_Recorded data_

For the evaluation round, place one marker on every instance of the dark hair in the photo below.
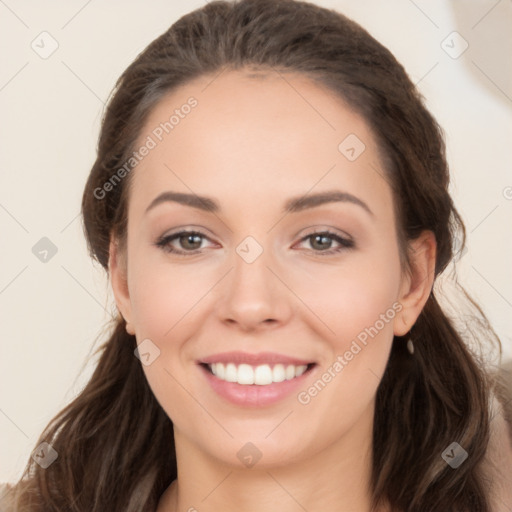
(423, 403)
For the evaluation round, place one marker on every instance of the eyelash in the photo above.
(164, 242)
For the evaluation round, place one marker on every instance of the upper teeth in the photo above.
(262, 374)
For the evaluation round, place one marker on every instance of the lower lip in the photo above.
(254, 395)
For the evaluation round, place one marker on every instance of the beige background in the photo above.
(51, 313)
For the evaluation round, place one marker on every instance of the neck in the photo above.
(335, 479)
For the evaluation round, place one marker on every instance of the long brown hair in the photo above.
(114, 441)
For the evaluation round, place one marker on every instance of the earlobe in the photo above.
(418, 283)
(118, 276)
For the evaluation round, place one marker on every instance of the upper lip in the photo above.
(237, 357)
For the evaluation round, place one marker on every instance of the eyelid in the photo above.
(344, 240)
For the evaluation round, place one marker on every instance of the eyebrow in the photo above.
(295, 204)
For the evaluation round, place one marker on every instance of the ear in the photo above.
(417, 283)
(119, 278)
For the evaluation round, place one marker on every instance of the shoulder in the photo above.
(498, 458)
(5, 497)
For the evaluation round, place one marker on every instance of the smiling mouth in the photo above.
(260, 375)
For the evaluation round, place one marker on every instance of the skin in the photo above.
(251, 144)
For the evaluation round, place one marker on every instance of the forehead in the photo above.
(257, 137)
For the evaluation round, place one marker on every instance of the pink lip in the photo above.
(253, 359)
(254, 395)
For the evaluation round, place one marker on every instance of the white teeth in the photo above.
(261, 375)
(231, 373)
(278, 374)
(245, 374)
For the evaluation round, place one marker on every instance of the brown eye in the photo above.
(189, 242)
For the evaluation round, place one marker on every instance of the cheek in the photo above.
(355, 296)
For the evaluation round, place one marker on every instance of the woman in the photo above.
(270, 200)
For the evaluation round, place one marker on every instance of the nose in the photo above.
(254, 296)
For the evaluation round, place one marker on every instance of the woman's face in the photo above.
(259, 291)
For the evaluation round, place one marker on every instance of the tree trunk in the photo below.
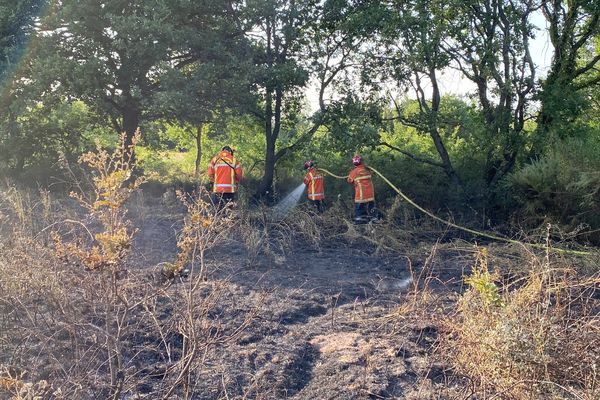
(198, 150)
(265, 188)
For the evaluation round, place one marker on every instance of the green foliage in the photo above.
(561, 186)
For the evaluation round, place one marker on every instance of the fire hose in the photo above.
(463, 228)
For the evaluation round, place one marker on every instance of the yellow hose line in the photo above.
(472, 231)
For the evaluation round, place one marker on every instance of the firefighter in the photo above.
(225, 172)
(314, 184)
(364, 194)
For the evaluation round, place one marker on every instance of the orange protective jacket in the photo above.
(314, 183)
(226, 172)
(363, 184)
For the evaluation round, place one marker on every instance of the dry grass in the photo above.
(77, 321)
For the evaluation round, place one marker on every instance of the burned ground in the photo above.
(325, 328)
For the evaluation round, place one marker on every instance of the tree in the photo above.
(114, 54)
(573, 26)
(489, 45)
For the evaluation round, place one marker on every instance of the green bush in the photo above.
(560, 187)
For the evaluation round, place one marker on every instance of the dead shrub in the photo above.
(78, 322)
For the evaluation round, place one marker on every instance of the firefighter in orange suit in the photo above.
(364, 194)
(314, 184)
(225, 172)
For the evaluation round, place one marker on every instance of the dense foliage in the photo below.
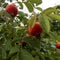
(24, 37)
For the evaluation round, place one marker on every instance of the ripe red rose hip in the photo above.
(36, 29)
(12, 10)
(58, 45)
(24, 43)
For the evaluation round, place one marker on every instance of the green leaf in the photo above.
(54, 16)
(37, 58)
(4, 5)
(21, 5)
(49, 10)
(37, 2)
(38, 8)
(13, 50)
(44, 21)
(33, 42)
(29, 6)
(25, 55)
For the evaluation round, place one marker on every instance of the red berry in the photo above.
(24, 43)
(58, 45)
(36, 29)
(12, 10)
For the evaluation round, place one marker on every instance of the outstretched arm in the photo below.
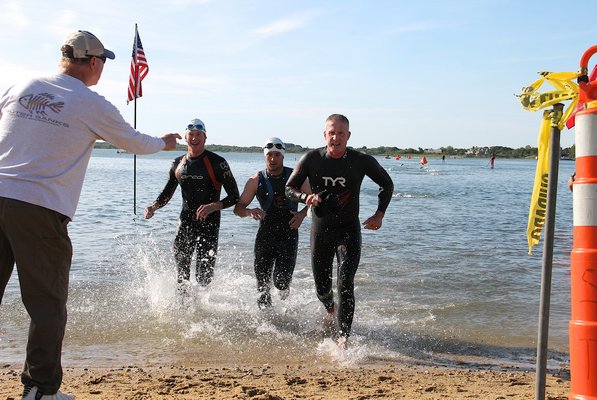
(165, 196)
(246, 198)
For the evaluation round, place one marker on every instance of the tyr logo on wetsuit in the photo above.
(329, 181)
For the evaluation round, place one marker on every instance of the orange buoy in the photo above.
(583, 258)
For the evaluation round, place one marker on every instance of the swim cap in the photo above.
(196, 125)
(274, 144)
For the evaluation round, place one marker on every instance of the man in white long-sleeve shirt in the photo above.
(48, 127)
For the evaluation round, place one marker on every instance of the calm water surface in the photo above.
(446, 280)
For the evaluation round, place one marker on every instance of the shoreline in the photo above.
(274, 382)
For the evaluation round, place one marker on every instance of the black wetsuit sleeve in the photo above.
(380, 176)
(169, 189)
(295, 182)
(230, 186)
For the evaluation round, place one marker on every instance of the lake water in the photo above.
(446, 280)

_Objective_
Make an exact copy of all entries above, dropping the images.

_Problem solution_
For the evaluation round, place one marker on every instance of the dark hair in the photo below.
(423, 403)
For the evaluation round, place one marker on every instance of the eyelash in the photo above.
(164, 242)
For the evaluation round, place one marker on every instance of the upper teeth in the photo above.
(262, 374)
For the evaluation round, place one marker on every instance of the lower lip in the photo above.
(254, 395)
For the evaluation round, place one marker on every instance of the beige background in the photo above.
(51, 313)
For the evaluation round, place one marker on every instance of the neck in the photo above.
(335, 479)
For the evaluation round, place one marker on every instance of the long brown hair in the photo above.
(114, 441)
For the evaluation round, place one marker on every instance of the earlobe in the photo above.
(418, 283)
(118, 276)
For the evaluation round, place one marker on every instance of the upper lip in the photo above.
(237, 357)
For the evaluation round, place one marker on every instance of the eyelid in the photo above.
(344, 240)
For the evaluation round, place one marker on every instance of the eyebrow in the photo above.
(295, 204)
For the evaluation round, place one marker on every instance of the ear in the photo above.
(417, 283)
(119, 278)
For the evaluation round, place one marker on every instance of the shoulder in the photo above.
(498, 458)
(5, 497)
For the evaluation round, place one marker on every instance of the smiling mouth in the photo above.
(260, 375)
For the evaluation round, place one marker on every instance of the skin in the photo above.
(251, 144)
For the evaluation round, place one marker on every instance of the forehead in the photo above.
(257, 137)
For the evaluation round, place one marker on every instance of the pink lip in the photo above.
(253, 359)
(254, 395)
For the evaluation round, place one marker on every instance of the white teeth in the photo above.
(261, 375)
(231, 373)
(278, 374)
(245, 374)
For the evaluation round, place one marker on every instance of the brown eye in the photo above.
(189, 242)
For the evaluation round, place one marker on every instance of the cheek in the photo above.
(355, 296)
For the evaluation round, place one marker on every instance of the woman in the photo above.
(270, 200)
For the evaluation round, place one marker on every instance of the nose in the photo above.
(254, 296)
For the evaluation round, place one marker on every instance of the woman's face in the photo above.
(259, 291)
For the evaluation round, place one marker on every instance of the tree trunk in the photo below.
(198, 150)
(265, 188)
For the evaluation round, place one marker on every instance of the green foliage in the photo above.
(561, 186)
For the evaluation round, place one marker on every instance of the fire hose in the photo above.
(463, 228)
For the evaluation round, place one marker on every instance of the yellow hose line in the photo above.
(472, 231)
For the evaluation round, place one marker on every instance of the firefighter in the photo above.
(225, 172)
(314, 184)
(364, 194)
For the evaluation round, place one marker on every instance of the orange protective jacket in the photo above.
(314, 183)
(226, 172)
(363, 184)
For the evaluation round, place one marker on every instance of the dry grass in the photo above.
(77, 321)
For the evaluation round, place one marker on every instance of the burned ground in the photo above.
(325, 328)
For the evaluation round, place one marker on every instance of the tree in the photo above.
(114, 54)
(573, 26)
(489, 45)
For the evaluation round, place one marker on every instance of the green bush in the photo above.
(560, 187)
For the evaluation round, place one marker on every instance of the dead shrub in the photo above.
(78, 322)
For the evaluation round, place one marker on every instance of the firefighter in orange suit in the photo above.
(364, 194)
(314, 184)
(225, 172)
For the evaluation round, place one marker on every instance of the dense foliage in the photo below.
(24, 37)
For the evaluation round, place one marker on every instance of the ripe red rose hip in the photo above.
(36, 29)
(12, 10)
(58, 45)
(24, 43)
For the evaluation round, place one marker on every instance of the green leaf in the photo above.
(54, 16)
(37, 58)
(4, 5)
(21, 5)
(49, 10)
(37, 2)
(38, 8)
(13, 50)
(44, 21)
(33, 42)
(29, 6)
(25, 55)
For the evaluation round, place one marker on every instance of the red berry in the photo above.
(24, 43)
(58, 45)
(36, 29)
(12, 10)
For the evaluation round, place one marker on every instance of the outstretched arm in the photo below.
(165, 196)
(246, 198)
For the evaluation round, place one marker on every instance of the tyr logo on wetsuit in the photo above.
(329, 181)
For the evaluation round, place one marker on every instance of the orange buoy in the photo above.
(583, 258)
For the evaluation round, place one marker on every instance of the swim cap in the photo above.
(196, 125)
(274, 144)
For the evaluation round, place one marker on every instance of the man in white long-sleeve shirt in the photo above.
(48, 127)
For the evaluation round, place one marker on every instance of the calm water surface in the photo above.
(446, 280)
For the evaluation round, place one marker on every instance of the shoreline in the photo above.
(274, 382)
For the evaluation round, place one marker on every instance of the black wetsuit sleeve in the photo above.
(380, 176)
(169, 189)
(295, 182)
(230, 186)
For the evaluation round, place one marker on every instance of the lake water in the photo above.
(446, 280)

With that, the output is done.